(Outline records for named regions)
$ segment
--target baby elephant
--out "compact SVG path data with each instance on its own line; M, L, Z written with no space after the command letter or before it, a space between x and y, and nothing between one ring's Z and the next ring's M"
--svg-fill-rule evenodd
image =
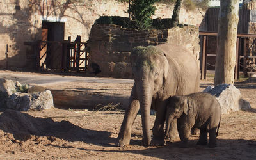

• [TASK GOAL] Retype the entries above word for word, omitting the pictures.

• [PROBLEM SOLUTION]
$ segment
--target baby elephant
--out "compact SVG path data with each instance on its own line; M, L, Z written with no space after the command letter or before it, a space between x and y, and nothing between one ring's Z and the next ring's M"
--svg-fill-rule evenodd
image =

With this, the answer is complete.